▶ Aim of the exercise: Write out, word for word, every line from the one containing "label the orange" through the final line of the records.

(Data extracted from a collection)

#####

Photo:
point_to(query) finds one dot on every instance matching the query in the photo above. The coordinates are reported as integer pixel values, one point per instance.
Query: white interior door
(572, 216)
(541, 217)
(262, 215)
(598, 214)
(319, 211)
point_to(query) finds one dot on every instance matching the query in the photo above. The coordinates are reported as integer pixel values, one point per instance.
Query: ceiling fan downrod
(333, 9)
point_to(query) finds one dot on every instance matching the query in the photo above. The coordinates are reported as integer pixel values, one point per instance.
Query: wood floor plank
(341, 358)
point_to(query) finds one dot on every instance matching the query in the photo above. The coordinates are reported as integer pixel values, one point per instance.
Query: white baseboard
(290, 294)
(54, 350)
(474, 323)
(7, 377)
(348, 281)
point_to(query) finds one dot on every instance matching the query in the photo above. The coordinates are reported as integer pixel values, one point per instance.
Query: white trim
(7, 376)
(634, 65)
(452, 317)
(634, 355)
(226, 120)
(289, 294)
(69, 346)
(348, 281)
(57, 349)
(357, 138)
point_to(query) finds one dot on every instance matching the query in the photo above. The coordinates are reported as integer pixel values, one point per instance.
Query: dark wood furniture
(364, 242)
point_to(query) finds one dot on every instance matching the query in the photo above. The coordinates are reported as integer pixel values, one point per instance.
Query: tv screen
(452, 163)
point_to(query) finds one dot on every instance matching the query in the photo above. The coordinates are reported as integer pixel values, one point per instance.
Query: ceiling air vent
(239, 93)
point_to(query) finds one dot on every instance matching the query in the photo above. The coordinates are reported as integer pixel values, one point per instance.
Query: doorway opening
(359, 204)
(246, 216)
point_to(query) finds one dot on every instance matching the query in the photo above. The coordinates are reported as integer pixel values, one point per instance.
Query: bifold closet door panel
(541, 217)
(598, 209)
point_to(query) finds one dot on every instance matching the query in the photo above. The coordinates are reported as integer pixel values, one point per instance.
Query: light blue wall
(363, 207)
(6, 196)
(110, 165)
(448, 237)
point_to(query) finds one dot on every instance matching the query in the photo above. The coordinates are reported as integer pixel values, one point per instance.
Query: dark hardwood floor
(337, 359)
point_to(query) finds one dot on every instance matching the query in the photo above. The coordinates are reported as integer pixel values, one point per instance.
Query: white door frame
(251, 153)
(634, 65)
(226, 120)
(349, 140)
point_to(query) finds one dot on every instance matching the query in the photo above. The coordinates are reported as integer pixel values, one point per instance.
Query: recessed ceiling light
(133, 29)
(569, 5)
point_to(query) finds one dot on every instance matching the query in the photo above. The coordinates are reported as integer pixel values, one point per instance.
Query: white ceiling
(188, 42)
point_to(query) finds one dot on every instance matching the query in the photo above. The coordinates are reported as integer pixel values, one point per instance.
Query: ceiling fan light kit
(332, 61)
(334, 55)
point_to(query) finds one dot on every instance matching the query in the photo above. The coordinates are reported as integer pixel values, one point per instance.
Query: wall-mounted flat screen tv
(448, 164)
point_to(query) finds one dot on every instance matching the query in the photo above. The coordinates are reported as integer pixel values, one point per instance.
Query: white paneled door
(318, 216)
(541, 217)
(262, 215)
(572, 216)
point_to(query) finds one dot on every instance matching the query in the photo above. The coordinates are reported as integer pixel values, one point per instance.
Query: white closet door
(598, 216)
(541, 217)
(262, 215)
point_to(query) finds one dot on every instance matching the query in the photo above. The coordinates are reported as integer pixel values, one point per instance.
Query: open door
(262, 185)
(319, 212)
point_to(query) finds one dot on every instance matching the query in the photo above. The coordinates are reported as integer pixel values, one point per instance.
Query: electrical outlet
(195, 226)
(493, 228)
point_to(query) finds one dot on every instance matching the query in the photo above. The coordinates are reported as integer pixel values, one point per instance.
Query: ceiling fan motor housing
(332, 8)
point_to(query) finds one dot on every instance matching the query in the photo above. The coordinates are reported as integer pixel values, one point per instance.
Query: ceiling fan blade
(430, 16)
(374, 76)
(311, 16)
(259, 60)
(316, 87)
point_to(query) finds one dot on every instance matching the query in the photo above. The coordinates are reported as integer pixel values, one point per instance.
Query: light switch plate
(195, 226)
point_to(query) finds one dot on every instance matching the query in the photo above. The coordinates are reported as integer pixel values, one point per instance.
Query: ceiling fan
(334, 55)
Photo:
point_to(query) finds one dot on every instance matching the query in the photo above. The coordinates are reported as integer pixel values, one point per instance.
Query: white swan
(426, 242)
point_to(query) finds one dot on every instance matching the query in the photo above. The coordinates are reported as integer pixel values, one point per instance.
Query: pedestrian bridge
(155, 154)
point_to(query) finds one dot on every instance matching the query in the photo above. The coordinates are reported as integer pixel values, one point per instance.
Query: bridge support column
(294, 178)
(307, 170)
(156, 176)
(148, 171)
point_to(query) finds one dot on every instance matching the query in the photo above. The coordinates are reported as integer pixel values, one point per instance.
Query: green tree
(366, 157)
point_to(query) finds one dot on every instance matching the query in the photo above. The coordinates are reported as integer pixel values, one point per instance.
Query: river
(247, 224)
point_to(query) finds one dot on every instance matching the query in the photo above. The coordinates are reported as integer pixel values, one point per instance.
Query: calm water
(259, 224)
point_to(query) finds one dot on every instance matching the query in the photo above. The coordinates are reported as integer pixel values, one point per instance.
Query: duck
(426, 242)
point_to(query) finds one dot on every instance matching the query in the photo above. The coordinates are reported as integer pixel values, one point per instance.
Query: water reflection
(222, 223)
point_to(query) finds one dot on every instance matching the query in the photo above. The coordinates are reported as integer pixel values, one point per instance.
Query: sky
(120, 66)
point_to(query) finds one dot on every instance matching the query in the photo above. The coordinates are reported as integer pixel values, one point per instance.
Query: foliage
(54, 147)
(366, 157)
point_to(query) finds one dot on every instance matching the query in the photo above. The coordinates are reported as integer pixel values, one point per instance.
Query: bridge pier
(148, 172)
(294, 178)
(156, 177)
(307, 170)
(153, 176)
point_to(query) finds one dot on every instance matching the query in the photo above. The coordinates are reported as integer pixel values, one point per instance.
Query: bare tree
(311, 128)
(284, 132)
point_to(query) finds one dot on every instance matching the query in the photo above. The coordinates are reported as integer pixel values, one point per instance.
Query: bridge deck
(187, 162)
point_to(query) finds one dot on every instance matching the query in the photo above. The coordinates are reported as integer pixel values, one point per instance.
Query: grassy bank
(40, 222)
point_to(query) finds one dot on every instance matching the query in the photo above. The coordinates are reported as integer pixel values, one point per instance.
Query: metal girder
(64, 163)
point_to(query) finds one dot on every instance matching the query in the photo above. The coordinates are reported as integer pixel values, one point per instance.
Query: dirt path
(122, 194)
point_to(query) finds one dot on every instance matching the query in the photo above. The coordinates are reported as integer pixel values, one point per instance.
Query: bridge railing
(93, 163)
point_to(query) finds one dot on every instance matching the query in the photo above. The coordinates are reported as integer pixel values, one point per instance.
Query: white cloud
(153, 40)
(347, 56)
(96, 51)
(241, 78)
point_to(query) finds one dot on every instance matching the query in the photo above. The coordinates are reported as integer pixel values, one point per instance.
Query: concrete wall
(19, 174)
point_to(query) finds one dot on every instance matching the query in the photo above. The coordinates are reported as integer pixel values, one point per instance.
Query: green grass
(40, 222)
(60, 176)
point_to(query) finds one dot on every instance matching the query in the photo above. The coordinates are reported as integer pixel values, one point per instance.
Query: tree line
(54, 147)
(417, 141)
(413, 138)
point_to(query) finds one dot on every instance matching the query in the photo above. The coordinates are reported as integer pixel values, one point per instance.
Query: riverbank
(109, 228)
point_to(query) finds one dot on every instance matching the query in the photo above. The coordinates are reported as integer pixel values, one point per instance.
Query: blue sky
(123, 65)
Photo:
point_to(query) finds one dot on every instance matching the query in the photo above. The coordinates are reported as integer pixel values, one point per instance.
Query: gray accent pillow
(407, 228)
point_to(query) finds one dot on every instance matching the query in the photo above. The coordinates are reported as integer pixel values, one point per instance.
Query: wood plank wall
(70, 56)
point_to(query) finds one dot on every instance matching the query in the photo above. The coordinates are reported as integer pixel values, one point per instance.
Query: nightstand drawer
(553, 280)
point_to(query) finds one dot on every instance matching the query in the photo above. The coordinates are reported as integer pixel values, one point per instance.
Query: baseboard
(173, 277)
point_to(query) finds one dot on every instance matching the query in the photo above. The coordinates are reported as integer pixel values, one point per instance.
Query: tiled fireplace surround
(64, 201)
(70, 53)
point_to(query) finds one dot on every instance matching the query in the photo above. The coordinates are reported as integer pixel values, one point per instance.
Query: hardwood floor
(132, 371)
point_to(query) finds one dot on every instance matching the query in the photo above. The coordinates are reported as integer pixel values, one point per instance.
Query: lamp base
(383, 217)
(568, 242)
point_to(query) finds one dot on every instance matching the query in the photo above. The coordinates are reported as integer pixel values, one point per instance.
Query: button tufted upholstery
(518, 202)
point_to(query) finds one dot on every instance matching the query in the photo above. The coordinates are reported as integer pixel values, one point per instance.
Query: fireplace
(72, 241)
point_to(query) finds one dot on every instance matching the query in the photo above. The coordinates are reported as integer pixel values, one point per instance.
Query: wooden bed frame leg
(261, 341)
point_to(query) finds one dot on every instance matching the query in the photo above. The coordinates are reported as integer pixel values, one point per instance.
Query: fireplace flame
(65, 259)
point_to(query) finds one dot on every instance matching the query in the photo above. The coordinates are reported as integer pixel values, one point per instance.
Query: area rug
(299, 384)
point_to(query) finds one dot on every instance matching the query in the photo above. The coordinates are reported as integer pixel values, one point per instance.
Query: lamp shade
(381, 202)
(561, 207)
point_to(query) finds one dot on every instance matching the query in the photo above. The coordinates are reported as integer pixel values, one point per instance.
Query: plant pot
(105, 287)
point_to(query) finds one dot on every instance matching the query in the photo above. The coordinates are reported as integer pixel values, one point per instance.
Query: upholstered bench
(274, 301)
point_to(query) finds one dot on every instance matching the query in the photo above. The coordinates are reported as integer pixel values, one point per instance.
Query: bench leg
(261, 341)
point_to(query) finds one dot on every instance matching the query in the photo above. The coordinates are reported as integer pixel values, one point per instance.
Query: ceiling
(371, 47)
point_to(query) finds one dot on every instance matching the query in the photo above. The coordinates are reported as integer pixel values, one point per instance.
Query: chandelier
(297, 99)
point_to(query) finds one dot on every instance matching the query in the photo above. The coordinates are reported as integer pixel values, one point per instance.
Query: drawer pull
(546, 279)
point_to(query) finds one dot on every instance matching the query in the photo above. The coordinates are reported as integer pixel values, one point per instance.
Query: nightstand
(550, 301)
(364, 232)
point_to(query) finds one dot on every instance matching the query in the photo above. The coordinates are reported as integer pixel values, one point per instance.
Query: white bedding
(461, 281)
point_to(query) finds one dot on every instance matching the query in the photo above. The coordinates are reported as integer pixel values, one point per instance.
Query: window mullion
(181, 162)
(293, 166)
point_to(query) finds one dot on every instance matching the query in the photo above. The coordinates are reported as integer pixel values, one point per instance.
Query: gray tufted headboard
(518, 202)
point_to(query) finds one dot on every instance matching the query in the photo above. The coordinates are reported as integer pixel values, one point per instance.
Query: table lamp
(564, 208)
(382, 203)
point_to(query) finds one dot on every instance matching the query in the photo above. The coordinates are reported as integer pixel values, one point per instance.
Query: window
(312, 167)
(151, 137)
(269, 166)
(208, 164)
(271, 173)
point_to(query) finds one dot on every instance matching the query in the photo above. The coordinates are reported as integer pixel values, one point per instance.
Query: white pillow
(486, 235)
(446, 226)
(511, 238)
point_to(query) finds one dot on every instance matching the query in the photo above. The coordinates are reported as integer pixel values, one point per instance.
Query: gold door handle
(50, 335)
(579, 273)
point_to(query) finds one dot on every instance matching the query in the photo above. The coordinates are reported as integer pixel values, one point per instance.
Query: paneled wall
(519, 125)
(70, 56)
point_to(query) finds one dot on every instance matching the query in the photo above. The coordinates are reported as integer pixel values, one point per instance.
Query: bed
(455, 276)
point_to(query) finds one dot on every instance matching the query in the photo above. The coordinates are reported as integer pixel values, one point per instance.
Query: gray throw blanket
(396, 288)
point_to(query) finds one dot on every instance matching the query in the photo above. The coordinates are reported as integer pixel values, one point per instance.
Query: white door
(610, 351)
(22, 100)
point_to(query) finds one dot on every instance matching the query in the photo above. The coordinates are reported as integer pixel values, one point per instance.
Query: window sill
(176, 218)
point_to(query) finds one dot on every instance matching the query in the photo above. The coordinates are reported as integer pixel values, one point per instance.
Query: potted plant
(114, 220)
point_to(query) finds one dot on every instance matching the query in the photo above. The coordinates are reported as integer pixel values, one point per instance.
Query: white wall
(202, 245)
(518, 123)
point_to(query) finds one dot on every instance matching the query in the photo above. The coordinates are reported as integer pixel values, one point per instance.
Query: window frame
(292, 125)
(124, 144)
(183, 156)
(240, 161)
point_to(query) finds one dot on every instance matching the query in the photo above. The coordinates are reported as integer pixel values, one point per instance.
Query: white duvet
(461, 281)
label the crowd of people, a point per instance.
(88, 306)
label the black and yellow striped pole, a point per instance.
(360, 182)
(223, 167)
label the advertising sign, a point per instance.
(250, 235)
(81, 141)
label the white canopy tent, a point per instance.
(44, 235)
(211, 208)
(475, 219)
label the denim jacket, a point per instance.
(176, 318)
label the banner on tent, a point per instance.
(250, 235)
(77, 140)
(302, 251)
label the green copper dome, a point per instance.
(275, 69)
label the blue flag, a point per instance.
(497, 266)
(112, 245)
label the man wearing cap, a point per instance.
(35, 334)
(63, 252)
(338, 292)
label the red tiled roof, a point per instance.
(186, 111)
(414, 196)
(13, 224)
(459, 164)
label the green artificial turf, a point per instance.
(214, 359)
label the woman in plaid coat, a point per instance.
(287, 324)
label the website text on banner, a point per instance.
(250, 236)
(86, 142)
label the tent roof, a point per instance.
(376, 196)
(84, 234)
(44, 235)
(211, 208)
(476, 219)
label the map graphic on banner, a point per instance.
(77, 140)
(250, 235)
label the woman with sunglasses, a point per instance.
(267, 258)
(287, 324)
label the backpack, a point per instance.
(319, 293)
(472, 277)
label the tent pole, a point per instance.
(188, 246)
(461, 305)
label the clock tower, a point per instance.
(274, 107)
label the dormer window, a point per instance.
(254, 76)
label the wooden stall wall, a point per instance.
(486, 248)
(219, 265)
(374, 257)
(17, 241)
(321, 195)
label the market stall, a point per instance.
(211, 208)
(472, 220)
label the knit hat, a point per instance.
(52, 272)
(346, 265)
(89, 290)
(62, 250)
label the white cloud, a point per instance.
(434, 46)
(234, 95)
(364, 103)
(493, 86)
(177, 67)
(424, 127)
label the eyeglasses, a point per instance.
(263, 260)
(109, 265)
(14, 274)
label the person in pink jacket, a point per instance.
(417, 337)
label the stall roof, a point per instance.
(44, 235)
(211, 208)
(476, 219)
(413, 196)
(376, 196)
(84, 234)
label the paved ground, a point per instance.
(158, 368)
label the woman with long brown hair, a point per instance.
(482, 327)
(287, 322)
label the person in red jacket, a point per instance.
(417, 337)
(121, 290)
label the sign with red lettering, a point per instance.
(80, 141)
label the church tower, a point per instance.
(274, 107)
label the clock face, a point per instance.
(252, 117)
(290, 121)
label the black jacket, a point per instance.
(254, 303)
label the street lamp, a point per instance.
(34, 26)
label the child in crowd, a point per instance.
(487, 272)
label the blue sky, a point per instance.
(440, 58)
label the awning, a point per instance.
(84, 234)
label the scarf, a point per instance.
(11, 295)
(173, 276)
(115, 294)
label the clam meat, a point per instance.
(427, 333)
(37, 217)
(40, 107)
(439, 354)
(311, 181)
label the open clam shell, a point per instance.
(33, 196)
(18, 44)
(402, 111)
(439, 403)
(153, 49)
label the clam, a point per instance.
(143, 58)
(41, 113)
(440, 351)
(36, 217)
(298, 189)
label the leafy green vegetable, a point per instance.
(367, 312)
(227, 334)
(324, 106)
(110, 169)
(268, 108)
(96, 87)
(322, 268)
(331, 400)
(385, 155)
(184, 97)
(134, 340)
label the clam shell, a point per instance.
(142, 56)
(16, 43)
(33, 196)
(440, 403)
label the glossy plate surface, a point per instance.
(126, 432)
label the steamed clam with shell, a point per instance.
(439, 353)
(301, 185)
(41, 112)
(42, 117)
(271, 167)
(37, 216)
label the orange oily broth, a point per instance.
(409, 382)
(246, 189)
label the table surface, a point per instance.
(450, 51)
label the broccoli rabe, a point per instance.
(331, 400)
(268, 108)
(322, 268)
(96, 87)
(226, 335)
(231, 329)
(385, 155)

#####

▶ Answer to the exercise:
label the orange oily broth, a point per instance.
(409, 382)
(246, 189)
label the table surface, a point per instance.
(450, 51)
label the broccoli rabe, a point per instance.
(331, 400)
(268, 108)
(322, 268)
(96, 87)
(226, 335)
(231, 329)
(385, 155)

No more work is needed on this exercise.